Problem to work on: Your answer must be the records below, reproduced exactly.

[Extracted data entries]
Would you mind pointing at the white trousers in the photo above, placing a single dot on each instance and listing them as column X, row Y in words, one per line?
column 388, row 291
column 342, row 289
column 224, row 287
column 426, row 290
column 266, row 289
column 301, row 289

Solution below:
Would you mind pointing at the white trousers in the photo above, placing a single dot on each instance and listing them as column X, row Y in words, one per line?
column 388, row 291
column 342, row 289
column 224, row 287
column 426, row 290
column 266, row 289
column 301, row 289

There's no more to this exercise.